Exercise goal: Every line containing the word "stone" must be pulled from the records.

Referring expression data:
────────────────────
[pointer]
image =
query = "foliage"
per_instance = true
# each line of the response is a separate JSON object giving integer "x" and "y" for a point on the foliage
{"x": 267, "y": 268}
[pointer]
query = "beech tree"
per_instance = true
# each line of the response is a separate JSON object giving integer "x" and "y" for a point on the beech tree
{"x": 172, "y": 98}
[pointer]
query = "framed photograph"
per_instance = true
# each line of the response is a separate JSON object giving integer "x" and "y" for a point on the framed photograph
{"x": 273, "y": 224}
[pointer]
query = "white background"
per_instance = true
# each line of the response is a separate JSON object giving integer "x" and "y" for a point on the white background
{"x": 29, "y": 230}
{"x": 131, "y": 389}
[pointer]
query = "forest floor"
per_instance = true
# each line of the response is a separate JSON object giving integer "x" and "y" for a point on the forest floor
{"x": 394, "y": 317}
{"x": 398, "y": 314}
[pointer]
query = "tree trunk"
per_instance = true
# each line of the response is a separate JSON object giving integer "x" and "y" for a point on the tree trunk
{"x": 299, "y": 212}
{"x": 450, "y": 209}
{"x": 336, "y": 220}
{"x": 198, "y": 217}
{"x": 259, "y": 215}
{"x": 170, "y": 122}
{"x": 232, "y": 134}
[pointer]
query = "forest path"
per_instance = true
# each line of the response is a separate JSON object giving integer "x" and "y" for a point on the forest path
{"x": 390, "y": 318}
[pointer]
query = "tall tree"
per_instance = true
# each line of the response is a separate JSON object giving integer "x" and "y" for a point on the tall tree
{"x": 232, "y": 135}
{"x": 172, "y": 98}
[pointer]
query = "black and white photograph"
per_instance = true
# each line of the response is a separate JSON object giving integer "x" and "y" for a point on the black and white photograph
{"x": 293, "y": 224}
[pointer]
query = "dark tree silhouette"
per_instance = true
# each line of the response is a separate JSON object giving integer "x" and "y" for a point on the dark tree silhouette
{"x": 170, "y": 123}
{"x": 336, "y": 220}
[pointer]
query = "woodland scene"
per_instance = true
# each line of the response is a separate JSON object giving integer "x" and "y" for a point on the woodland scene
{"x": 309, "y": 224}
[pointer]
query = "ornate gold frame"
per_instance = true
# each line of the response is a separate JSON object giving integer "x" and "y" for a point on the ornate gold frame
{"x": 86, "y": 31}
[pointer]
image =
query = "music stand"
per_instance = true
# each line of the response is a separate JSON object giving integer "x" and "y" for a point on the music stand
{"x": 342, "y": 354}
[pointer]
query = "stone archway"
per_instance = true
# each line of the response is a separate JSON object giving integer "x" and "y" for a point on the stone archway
────────────────────
Problem solution:
query = "stone archway"
# each line of the response is a separate JSON object giving integer "x" and "y" for a point on the stone archway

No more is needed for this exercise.